## Begin Recorded information

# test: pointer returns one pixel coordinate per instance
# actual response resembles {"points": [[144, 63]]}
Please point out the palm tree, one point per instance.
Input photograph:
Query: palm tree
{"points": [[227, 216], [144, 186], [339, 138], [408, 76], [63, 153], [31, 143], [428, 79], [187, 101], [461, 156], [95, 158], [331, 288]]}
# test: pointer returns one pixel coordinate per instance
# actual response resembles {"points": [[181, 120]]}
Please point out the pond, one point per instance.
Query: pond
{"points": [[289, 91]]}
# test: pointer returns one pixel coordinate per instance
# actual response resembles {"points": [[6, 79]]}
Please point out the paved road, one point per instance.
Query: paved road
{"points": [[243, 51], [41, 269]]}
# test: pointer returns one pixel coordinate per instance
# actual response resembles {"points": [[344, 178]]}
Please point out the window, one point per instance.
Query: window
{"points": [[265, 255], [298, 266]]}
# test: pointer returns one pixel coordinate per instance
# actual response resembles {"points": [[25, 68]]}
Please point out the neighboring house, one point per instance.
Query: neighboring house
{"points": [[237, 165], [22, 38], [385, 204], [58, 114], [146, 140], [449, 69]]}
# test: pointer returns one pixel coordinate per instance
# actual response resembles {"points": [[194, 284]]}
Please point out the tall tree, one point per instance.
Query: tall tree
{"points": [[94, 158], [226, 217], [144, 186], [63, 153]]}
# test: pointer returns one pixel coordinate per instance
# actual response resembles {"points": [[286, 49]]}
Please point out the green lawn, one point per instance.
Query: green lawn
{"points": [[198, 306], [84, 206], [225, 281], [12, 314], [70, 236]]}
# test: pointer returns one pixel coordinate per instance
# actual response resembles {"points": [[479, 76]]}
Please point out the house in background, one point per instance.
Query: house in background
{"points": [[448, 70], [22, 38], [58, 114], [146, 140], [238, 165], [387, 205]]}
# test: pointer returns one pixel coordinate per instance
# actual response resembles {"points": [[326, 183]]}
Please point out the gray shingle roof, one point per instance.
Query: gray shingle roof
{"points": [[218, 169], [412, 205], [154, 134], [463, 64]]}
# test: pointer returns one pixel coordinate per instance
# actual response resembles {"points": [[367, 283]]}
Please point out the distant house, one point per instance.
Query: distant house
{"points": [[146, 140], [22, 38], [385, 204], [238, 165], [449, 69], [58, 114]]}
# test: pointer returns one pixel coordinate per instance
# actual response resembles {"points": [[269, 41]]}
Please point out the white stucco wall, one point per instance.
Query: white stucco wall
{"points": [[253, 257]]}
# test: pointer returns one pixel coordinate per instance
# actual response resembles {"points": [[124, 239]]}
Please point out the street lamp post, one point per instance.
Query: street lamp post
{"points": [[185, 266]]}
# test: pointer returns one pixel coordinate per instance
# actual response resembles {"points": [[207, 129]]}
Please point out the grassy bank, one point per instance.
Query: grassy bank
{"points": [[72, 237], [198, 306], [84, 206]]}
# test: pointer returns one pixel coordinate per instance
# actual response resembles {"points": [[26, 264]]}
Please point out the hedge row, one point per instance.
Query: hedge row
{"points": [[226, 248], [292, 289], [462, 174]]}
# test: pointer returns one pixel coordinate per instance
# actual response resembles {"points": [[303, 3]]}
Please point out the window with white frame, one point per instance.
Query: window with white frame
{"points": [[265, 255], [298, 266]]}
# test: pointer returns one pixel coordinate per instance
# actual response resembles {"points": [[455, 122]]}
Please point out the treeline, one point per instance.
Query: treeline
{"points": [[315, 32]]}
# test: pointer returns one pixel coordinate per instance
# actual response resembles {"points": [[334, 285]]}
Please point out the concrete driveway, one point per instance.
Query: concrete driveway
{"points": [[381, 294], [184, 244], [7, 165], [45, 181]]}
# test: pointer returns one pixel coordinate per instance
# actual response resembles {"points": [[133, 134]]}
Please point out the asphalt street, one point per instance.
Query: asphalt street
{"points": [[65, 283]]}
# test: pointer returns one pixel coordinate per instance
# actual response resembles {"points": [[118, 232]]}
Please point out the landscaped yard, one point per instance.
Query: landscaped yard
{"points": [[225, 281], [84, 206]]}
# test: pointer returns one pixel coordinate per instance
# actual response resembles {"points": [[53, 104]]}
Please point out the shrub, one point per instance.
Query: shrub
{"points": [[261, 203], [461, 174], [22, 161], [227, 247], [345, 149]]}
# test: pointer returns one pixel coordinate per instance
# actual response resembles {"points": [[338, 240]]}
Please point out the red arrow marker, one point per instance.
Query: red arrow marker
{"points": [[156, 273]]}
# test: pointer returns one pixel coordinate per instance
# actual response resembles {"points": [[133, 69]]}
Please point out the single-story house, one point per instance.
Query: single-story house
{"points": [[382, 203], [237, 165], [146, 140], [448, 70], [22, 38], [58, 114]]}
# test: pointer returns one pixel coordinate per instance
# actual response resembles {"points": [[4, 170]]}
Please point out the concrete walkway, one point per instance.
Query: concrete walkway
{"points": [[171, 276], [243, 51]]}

## End Recorded information

**What you need to do**
Copy each line of the data exactly, leaving nothing out.

**Complete response**
# test: pointer returns one pixel coordinate per instance
# actual response resembles {"points": [[144, 63]]}
Please point out the palm tree, one point per instance.
Input photograph:
Query: palm tree
{"points": [[227, 216], [144, 186], [339, 138], [408, 76], [63, 153], [31, 143], [428, 79], [187, 101], [461, 156], [95, 158], [331, 288]]}
# test: pointer returns one pixel coordinate per instance
# actual response resembles {"points": [[181, 120]]}
Please point out the pond, one point per instance.
Query: pond
{"points": [[289, 91]]}
# test: pointer returns one pixel coordinate per instance
# actual response resembles {"points": [[6, 79]]}
Please point out the paved road, one point per instance.
Query: paved road
{"points": [[243, 51], [41, 269]]}
# test: pointer returns one pixel coordinate per instance
# actual response resembles {"points": [[344, 178]]}
Please point out the window, one point per instance.
Query: window
{"points": [[265, 255], [298, 266]]}
# test: pointer returns one pixel coordinate per instance
# actual response resembles {"points": [[25, 68]]}
Please point out the neighboring house, one point per instance.
Query: neighboring house
{"points": [[237, 165], [22, 38], [385, 204], [58, 114], [146, 140], [449, 69]]}
# test: pointer returns one pixel coordinate per instance
# actual response resembles {"points": [[194, 284]]}
Please point out the tall tree, one point per instance.
Query: tall tree
{"points": [[94, 158], [226, 217], [144, 186], [63, 153]]}
# test: pointer returns one pixel coordinate per instance
# actual response resembles {"points": [[286, 49]]}
Please point out the green lawn, one point per instance.
Query: green lawn
{"points": [[198, 306], [84, 206], [225, 281], [12, 314], [70, 236]]}
# test: pointer returns one pixel coordinate per instance
# actual response resembles {"points": [[479, 76]]}
Please point out the house in background, one point per instance.
Query: house in background
{"points": [[448, 70], [22, 38], [58, 114], [146, 140], [238, 165], [387, 205]]}
# test: pointer returns one pixel coordinate per instance
# actual response resembles {"points": [[326, 183]]}
Please point out the gray shingle roof, one point per instance.
Query: gray shingle roof
{"points": [[218, 169], [412, 205], [154, 134], [463, 64]]}
# test: pointer returns one pixel coordinate per instance
# actual response resembles {"points": [[367, 283]]}
Please point out the distant house, one point per instance.
Query: distant house
{"points": [[146, 140], [22, 38], [385, 204], [238, 165], [449, 69], [58, 114]]}
# test: pointer returns one pixel coordinate per instance
# actual response resembles {"points": [[269, 41]]}
Please point out the white stucco wall, one point per instance.
Query: white stucco wall
{"points": [[253, 257]]}
# test: pointer returns one pixel coordinate per instance
# actual response resembles {"points": [[124, 239]]}
Please point out the street lamp post, one point per instance.
Query: street lamp post
{"points": [[185, 266]]}
# test: pointer returns one pixel coordinate per instance
# actual response resembles {"points": [[207, 129]]}
Please point out the grassy bank, one point per instance.
Query: grassy bank
{"points": [[72, 237], [198, 306], [84, 206]]}
# test: pointer returns one pixel coordinate per instance
# actual response resembles {"points": [[26, 264]]}
Please point out the hedge row, one point per instance.
Query: hedge row
{"points": [[226, 248], [292, 289], [462, 174]]}
# test: pointer returns one pixel coordinate per instance
# actual response resembles {"points": [[303, 3]]}
Please point out the window with white frame, one point per instance.
Query: window with white frame
{"points": [[265, 255], [298, 266]]}
# test: pointer returns one pixel coordinate per instance
# actual response resembles {"points": [[455, 122]]}
Please point out the treeline, one point per instance.
Query: treeline
{"points": [[315, 32]]}
# test: pointer returns one pixel coordinate per instance
# actual response resembles {"points": [[334, 285]]}
Please point out the concrete driveway, one point per instance.
Query: concrete driveway
{"points": [[381, 294], [184, 244], [7, 165], [45, 181]]}
# test: pointer returns one pixel coordinate per instance
# actual response resembles {"points": [[133, 134]]}
Please point out the asphalt street, one point per instance.
Query: asphalt street
{"points": [[65, 283]]}
# test: pointer returns one pixel coordinate per instance
# actual response resembles {"points": [[118, 232]]}
Please point out the landscaped yard, one point per instance.
Query: landscaped yard
{"points": [[225, 281], [84, 206]]}
# test: pointer returns one pixel coordinate per instance
# actual response resembles {"points": [[53, 104]]}
Please point out the shrub, one point per instance.
Query: shrub
{"points": [[261, 203], [461, 174], [22, 161], [227, 247], [345, 149]]}
# test: pointer returns one pixel coordinate per instance
# actual response resembles {"points": [[338, 240]]}
Please point out the red arrow marker, one point per instance.
Query: red arrow marker
{"points": [[156, 273]]}
# test: pointer returns one pixel coordinate per instance
# actual response resembles {"points": [[133, 69]]}
Please point out the single-story house, one point per instance.
Query: single-story house
{"points": [[382, 203], [237, 165], [146, 140], [448, 70], [22, 38], [58, 114]]}
# test: pointer returns one pixel coordinate per instance
# actual response resembles {"points": [[4, 170]]}
Please point out the concrete walkway, one point per instance.
Query: concrete walkway
{"points": [[171, 276], [243, 51]]}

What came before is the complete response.